▶ Text section
━━━

Futurama: 10 Most Emotional Moments

The episodes that made us Philip J. Cry.

By Adam Blampied /

As a body of work, if you were to take the entirety of Futurama and compare it to The Simpsons, Futurama is better. It's a big claim. But it's true. The Simpsons, at its greatest, was downright majestic, but as a skewering of the mundanities of real-life it's always had to keep its yellow feet somewhat on the ground. The current lifeless state of the programme indicates that there's only so many stories you can squeeze out of one family having adventures in small-town America. With Futurama, however, those shackles were cast off and the sky wasn't the limit: all of space and time was the limit. Futurama had towering storytelling ambition - it went 1000 years into the future during the first episode, to the moon in the second - and this huge, almost-operatic canvas with which to tell stories gave the show's episodes often dizzying high concepts, but also a crazy amount of tenderness and heartbreak. The show had tragedy built right into its DNA. Before it even gets to its first intro sequence the lead character exclaims: "My parents. My co-workers. My girlfriend. I'll never see any of them again." Whereas the impact of The Simpsons' tender moments were always small but intense, private family triumphs that bring a tear to your eye out of recognition, the scale of Futurama was so much bigger. Featuring time travel, universes rising and falling, characters moving suns out of sheer affection, the show was able to take recognisable feelings of love, loss and sacrifice, deliver them in unexpected ways, and blow them up to colossal proportions. These are the moments from Futurama that tugged at the heartstrings just like Brannigan's Law. Hard. And fast.

━━━

▶ Source material
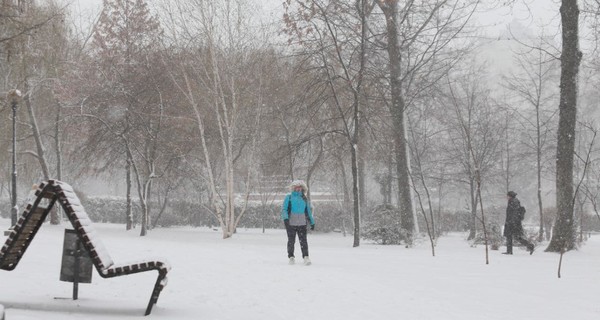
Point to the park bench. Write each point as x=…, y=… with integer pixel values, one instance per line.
x=46, y=195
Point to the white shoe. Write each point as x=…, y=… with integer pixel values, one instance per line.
x=307, y=261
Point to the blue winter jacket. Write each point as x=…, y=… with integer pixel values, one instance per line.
x=300, y=209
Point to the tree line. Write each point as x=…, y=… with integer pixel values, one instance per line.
x=380, y=102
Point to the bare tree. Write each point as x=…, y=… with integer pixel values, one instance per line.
x=340, y=51
x=563, y=233
x=534, y=84
x=416, y=33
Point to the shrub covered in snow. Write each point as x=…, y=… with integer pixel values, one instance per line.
x=382, y=225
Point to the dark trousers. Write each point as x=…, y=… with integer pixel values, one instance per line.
x=523, y=241
x=301, y=231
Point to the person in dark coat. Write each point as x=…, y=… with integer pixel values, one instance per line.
x=513, y=229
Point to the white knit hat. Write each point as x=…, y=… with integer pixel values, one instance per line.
x=300, y=183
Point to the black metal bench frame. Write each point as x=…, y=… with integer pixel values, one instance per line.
x=29, y=222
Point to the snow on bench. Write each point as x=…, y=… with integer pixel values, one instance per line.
x=32, y=218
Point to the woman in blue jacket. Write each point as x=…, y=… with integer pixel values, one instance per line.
x=295, y=212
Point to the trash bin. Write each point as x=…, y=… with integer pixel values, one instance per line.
x=76, y=264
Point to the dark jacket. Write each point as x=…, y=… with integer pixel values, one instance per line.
x=512, y=224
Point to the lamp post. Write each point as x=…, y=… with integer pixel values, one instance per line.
x=14, y=96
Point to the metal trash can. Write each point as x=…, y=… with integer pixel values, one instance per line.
x=76, y=264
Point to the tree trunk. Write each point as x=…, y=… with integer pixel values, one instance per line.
x=40, y=150
x=128, y=210
x=563, y=233
x=397, y=112
x=539, y=175
x=473, y=218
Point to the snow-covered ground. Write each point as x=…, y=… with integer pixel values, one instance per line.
x=247, y=277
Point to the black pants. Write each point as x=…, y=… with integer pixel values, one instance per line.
x=518, y=237
x=301, y=231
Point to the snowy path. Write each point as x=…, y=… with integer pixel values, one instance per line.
x=248, y=277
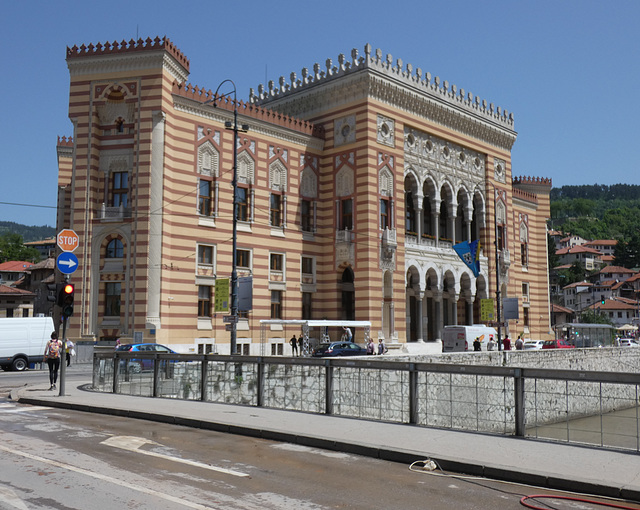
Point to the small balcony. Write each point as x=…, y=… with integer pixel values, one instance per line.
x=389, y=242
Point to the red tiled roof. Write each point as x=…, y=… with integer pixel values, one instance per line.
x=603, y=242
x=616, y=269
x=577, y=249
x=560, y=309
x=13, y=291
x=578, y=284
x=15, y=265
x=613, y=304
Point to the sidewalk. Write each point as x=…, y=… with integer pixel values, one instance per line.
x=544, y=464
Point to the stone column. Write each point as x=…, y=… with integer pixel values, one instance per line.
x=454, y=309
x=419, y=301
x=437, y=305
x=469, y=307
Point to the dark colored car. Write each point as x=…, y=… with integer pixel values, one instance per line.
x=138, y=365
x=557, y=344
x=339, y=349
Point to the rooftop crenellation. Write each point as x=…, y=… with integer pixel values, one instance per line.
x=250, y=110
x=115, y=47
x=532, y=180
x=407, y=74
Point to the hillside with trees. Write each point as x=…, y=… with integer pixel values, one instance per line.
x=28, y=233
x=601, y=212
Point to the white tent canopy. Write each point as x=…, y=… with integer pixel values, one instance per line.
x=306, y=324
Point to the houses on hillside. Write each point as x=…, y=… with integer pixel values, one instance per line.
x=607, y=289
x=23, y=288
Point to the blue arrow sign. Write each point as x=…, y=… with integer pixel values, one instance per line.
x=67, y=262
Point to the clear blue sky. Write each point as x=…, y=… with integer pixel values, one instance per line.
x=568, y=70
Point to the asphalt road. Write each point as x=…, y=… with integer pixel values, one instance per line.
x=58, y=459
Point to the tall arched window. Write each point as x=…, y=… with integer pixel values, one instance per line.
x=115, y=249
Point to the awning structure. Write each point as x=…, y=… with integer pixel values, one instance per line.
x=305, y=325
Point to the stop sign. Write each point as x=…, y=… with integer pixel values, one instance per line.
x=68, y=240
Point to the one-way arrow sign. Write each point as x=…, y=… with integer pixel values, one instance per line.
x=67, y=262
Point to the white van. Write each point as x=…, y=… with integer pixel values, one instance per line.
x=460, y=338
x=23, y=340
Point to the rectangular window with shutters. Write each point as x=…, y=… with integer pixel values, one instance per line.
x=120, y=189
x=204, y=301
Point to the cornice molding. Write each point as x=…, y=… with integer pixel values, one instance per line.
x=127, y=62
x=368, y=84
x=259, y=127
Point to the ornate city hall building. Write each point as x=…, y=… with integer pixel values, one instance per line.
x=354, y=181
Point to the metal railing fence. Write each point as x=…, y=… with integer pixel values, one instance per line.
x=596, y=408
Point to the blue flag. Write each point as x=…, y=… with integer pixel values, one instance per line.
x=470, y=255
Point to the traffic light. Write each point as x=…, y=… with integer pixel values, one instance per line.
x=66, y=299
x=54, y=292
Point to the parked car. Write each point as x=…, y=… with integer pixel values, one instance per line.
x=557, y=344
x=533, y=345
x=138, y=365
x=339, y=349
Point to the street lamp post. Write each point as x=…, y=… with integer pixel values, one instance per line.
x=495, y=243
x=234, y=270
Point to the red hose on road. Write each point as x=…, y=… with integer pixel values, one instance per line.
x=582, y=500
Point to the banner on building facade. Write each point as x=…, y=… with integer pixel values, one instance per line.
x=221, y=301
x=470, y=255
x=245, y=293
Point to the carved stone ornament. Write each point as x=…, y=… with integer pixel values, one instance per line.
x=386, y=131
x=208, y=159
x=500, y=169
x=344, y=182
x=344, y=130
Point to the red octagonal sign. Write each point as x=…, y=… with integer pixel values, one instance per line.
x=68, y=240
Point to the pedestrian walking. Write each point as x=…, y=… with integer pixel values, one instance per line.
x=371, y=349
x=52, y=357
x=69, y=350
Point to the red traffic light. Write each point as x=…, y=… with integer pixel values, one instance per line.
x=66, y=299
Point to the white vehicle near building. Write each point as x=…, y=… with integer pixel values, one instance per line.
x=22, y=341
x=461, y=338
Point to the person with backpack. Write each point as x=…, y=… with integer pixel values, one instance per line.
x=52, y=357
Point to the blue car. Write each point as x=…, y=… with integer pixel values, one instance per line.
x=139, y=365
x=339, y=349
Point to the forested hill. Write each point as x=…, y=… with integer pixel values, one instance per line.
x=597, y=192
x=28, y=233
x=601, y=212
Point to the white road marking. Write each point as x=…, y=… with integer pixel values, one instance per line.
x=133, y=444
x=151, y=492
x=11, y=498
x=13, y=408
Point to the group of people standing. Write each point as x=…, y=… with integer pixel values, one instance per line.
x=506, y=344
x=52, y=356
x=371, y=347
x=297, y=344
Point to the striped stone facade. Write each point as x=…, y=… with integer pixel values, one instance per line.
x=353, y=184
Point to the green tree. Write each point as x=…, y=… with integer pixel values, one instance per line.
x=592, y=317
x=12, y=248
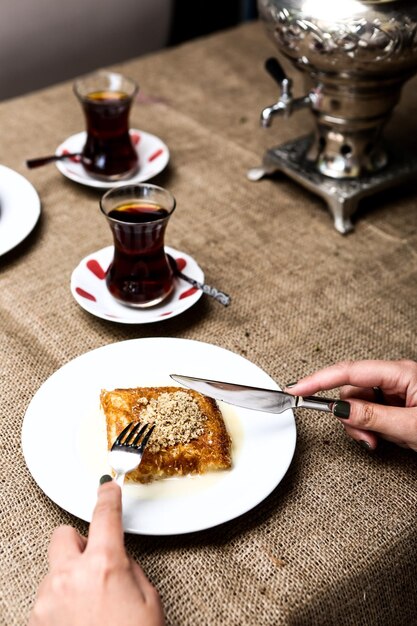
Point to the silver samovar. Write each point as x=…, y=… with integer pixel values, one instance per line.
x=355, y=56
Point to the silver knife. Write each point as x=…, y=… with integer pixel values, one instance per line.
x=269, y=400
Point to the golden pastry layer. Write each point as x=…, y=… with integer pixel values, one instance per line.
x=190, y=436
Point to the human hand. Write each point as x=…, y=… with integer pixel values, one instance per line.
x=93, y=581
x=359, y=411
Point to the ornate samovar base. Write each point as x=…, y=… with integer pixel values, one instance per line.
x=341, y=196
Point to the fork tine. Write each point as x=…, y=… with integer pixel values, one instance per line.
x=125, y=431
x=146, y=438
x=139, y=435
x=131, y=435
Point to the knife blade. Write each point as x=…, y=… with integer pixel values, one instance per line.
x=257, y=398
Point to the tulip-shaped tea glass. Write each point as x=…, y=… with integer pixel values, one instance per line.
x=140, y=274
x=106, y=98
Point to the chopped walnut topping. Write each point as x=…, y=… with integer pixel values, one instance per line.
x=177, y=418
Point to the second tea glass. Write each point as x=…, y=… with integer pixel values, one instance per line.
x=140, y=274
x=106, y=98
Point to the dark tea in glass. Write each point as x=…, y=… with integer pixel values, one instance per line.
x=106, y=98
x=140, y=274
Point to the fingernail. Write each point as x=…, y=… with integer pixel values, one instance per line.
x=365, y=444
x=341, y=409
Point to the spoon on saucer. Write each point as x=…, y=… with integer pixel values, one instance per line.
x=220, y=296
x=31, y=163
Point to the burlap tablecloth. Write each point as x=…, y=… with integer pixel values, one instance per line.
x=335, y=543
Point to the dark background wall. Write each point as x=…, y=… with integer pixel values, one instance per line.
x=194, y=18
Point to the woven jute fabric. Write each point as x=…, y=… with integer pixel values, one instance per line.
x=335, y=543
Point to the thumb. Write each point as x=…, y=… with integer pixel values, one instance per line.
x=397, y=423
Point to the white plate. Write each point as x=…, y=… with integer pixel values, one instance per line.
x=20, y=208
x=88, y=286
x=153, y=158
x=64, y=441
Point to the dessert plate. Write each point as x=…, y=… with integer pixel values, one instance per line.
x=153, y=158
x=67, y=403
x=88, y=286
x=20, y=208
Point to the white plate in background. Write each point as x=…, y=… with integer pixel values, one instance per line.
x=152, y=152
x=20, y=208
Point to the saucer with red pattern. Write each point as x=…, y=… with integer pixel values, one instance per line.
x=152, y=152
x=88, y=286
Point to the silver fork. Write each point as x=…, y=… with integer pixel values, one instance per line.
x=126, y=453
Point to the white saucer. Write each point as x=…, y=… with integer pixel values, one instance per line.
x=20, y=208
x=153, y=158
x=89, y=289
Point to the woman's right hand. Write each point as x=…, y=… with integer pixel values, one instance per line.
x=360, y=410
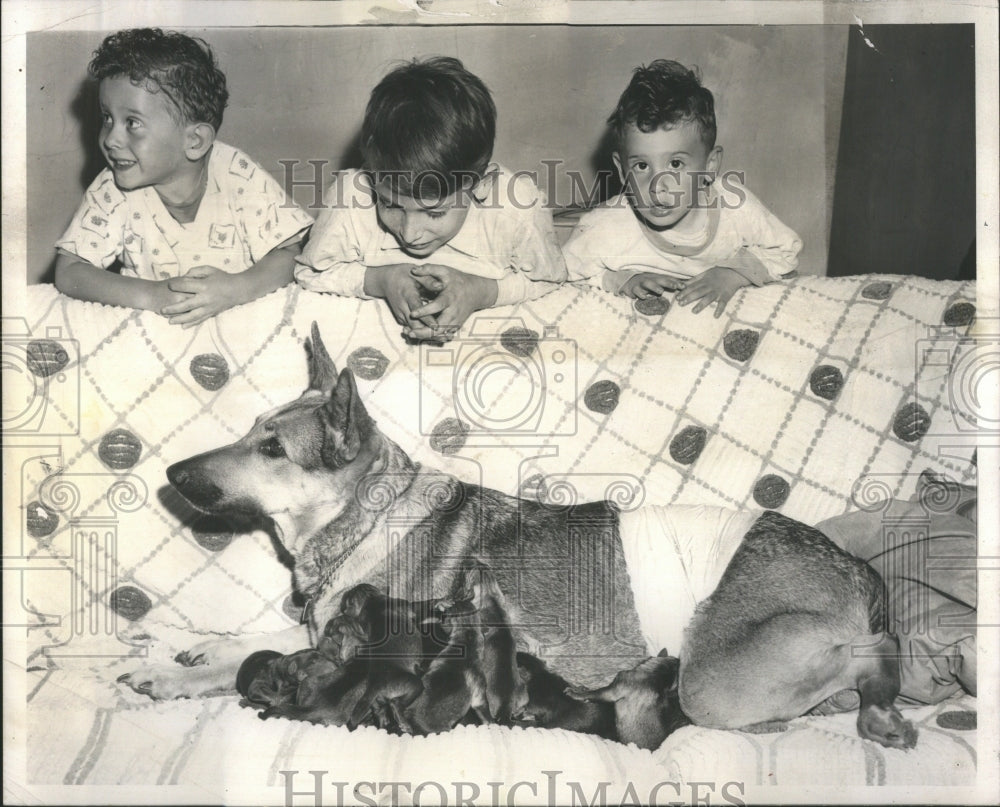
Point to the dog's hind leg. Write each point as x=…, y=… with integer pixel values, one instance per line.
x=777, y=669
x=878, y=718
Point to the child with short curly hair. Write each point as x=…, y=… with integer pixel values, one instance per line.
x=195, y=226
x=675, y=227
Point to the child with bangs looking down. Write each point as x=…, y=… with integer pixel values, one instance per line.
x=430, y=224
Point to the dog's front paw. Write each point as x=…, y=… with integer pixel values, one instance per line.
x=169, y=681
x=201, y=653
x=887, y=727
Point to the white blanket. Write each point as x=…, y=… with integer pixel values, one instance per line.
x=675, y=557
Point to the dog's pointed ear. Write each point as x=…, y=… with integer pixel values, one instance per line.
x=346, y=420
x=322, y=372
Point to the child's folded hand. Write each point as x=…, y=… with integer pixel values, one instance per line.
x=208, y=291
x=716, y=285
x=458, y=295
x=402, y=293
x=643, y=285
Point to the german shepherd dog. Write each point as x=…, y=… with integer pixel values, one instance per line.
x=793, y=621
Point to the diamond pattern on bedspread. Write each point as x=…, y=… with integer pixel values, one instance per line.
x=791, y=400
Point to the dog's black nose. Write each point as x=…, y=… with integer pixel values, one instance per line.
x=177, y=476
x=192, y=482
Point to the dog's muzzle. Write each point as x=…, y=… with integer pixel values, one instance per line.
x=194, y=485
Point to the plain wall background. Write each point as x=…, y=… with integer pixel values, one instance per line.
x=906, y=176
x=299, y=94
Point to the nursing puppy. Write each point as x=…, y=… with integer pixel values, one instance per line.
x=645, y=700
x=391, y=650
x=454, y=683
x=506, y=693
x=549, y=706
x=772, y=641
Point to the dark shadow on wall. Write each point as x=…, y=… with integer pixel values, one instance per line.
x=905, y=194
x=87, y=110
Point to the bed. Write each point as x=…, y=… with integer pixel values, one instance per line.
x=819, y=397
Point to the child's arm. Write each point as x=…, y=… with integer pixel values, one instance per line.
x=401, y=292
x=459, y=295
x=82, y=280
x=208, y=291
x=770, y=252
x=536, y=265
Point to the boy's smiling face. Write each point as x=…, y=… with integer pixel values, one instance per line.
x=145, y=141
x=420, y=227
x=665, y=172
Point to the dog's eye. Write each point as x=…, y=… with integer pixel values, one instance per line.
x=271, y=448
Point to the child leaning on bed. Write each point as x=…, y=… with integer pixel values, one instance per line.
x=429, y=224
x=196, y=226
x=672, y=228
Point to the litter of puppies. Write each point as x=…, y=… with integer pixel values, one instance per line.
x=425, y=667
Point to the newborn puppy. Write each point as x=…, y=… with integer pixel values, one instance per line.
x=260, y=684
x=454, y=683
x=329, y=699
x=550, y=707
x=506, y=693
x=392, y=650
x=305, y=685
x=647, y=707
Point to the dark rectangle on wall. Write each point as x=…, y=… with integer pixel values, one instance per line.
x=905, y=191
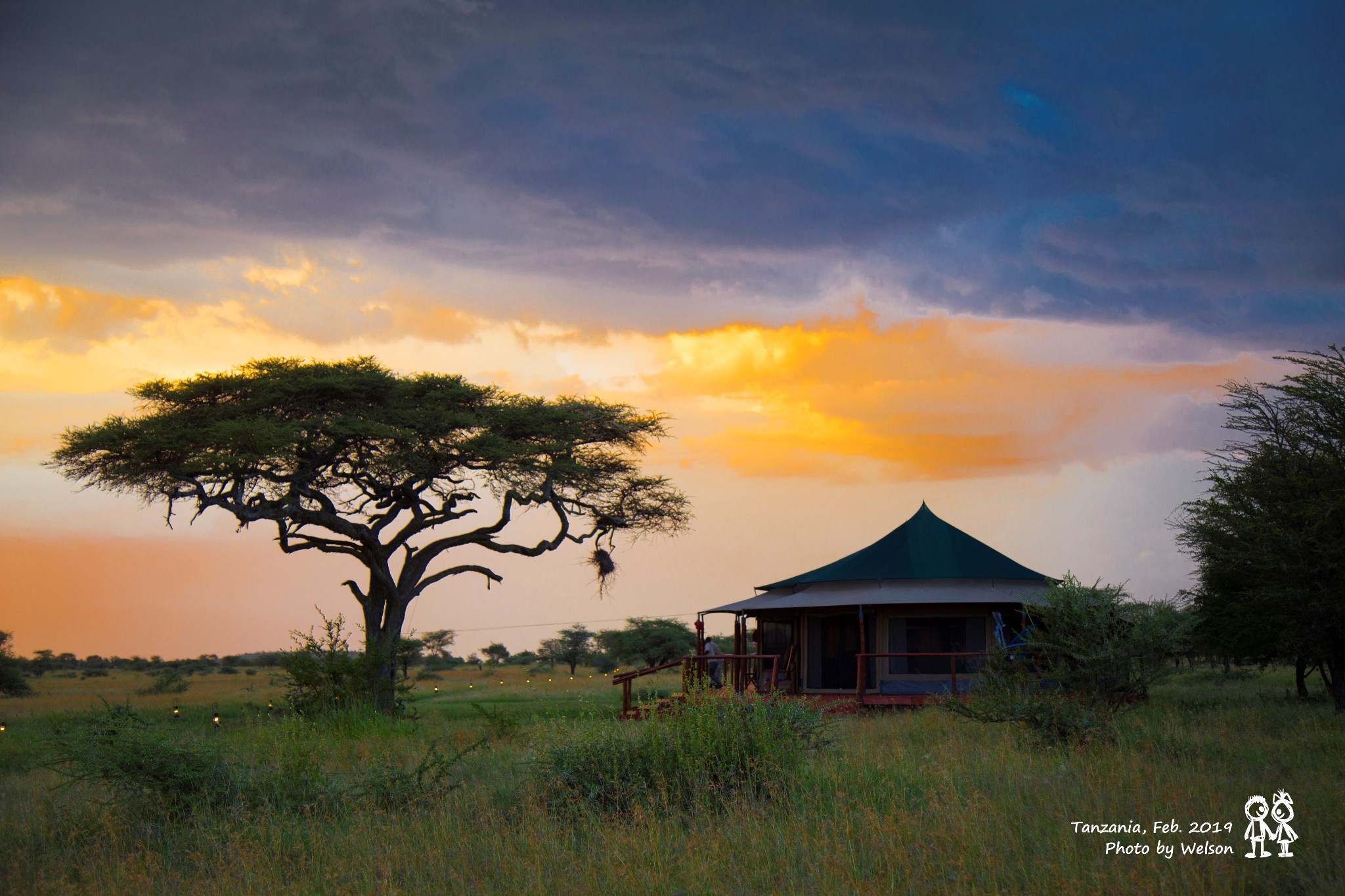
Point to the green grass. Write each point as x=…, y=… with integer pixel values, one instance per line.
x=903, y=801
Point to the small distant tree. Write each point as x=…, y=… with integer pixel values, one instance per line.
x=648, y=641
x=1268, y=535
x=571, y=647
x=1091, y=653
x=12, y=681
x=439, y=641
x=495, y=653
x=409, y=653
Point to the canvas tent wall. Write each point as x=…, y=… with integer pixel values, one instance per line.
x=925, y=587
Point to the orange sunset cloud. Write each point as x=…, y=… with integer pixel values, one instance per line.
x=934, y=398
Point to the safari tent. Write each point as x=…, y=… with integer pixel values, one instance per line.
x=904, y=618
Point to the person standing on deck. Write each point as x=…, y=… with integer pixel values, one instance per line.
x=716, y=667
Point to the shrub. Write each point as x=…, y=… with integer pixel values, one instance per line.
x=12, y=681
x=391, y=786
x=1091, y=654
x=119, y=750
x=698, y=756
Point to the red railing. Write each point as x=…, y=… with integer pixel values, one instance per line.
x=861, y=684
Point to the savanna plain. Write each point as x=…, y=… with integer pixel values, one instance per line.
x=898, y=801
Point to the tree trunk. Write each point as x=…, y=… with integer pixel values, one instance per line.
x=1337, y=666
x=384, y=616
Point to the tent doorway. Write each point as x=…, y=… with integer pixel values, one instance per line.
x=833, y=644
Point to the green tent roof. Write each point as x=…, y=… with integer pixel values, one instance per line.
x=923, y=547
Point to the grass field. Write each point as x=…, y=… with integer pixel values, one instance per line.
x=902, y=802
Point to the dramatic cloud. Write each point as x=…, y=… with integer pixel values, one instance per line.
x=1172, y=163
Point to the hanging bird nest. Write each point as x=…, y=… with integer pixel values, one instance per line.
x=606, y=568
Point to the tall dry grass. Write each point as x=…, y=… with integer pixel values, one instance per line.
x=904, y=801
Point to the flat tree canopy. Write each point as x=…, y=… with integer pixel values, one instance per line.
x=396, y=472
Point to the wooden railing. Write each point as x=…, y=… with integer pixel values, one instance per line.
x=861, y=684
x=699, y=662
x=631, y=676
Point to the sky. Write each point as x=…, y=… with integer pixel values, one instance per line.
x=994, y=257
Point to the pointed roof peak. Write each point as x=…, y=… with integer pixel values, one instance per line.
x=923, y=547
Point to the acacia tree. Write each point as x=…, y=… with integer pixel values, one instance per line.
x=439, y=641
x=399, y=473
x=1269, y=535
x=649, y=641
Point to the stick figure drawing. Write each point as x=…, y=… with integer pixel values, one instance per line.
x=1256, y=830
x=1283, y=813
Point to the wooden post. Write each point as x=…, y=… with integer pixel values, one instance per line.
x=862, y=668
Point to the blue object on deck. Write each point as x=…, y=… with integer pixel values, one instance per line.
x=1019, y=640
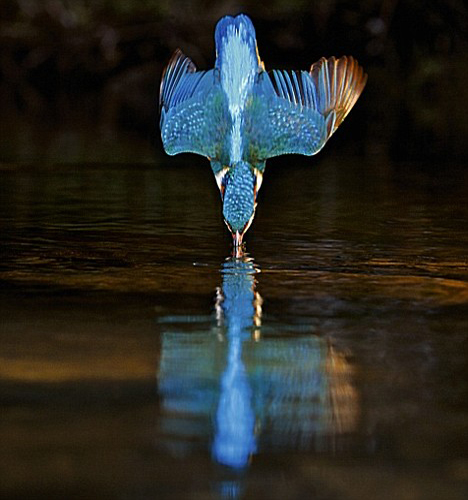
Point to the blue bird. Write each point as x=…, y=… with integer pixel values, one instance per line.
x=238, y=115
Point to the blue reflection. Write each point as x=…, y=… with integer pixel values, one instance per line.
x=225, y=387
x=234, y=440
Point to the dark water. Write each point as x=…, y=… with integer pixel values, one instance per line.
x=138, y=360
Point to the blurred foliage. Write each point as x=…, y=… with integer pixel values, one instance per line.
x=72, y=59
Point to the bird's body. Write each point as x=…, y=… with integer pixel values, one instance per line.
x=238, y=115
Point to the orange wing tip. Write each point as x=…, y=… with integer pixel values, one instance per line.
x=340, y=82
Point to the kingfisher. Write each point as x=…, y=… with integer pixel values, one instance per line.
x=238, y=114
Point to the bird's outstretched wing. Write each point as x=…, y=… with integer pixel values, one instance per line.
x=298, y=111
x=194, y=116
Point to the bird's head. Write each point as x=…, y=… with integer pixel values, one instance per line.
x=239, y=185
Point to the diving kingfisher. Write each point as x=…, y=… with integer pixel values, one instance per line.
x=238, y=115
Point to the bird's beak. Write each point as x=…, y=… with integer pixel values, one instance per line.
x=237, y=239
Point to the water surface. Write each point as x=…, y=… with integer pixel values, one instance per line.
x=140, y=360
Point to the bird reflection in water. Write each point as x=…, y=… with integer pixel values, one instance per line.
x=239, y=307
x=247, y=387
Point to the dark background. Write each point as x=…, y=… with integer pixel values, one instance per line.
x=94, y=67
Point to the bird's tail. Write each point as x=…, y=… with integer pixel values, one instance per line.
x=235, y=29
x=338, y=84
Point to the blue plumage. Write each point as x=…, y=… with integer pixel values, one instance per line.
x=238, y=115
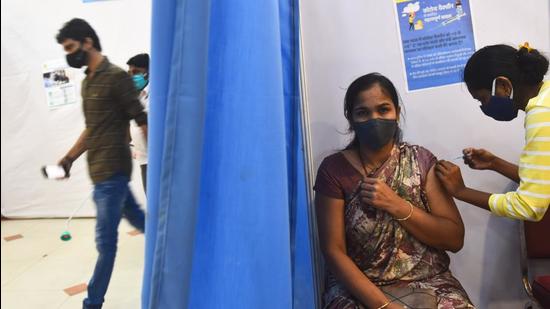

━━━

▶ What you have to do
From the Futurama article above, list every group of people the lead character says he will never see again.

▶ Answer box
- His parents
- His co-workers
- His girlfriend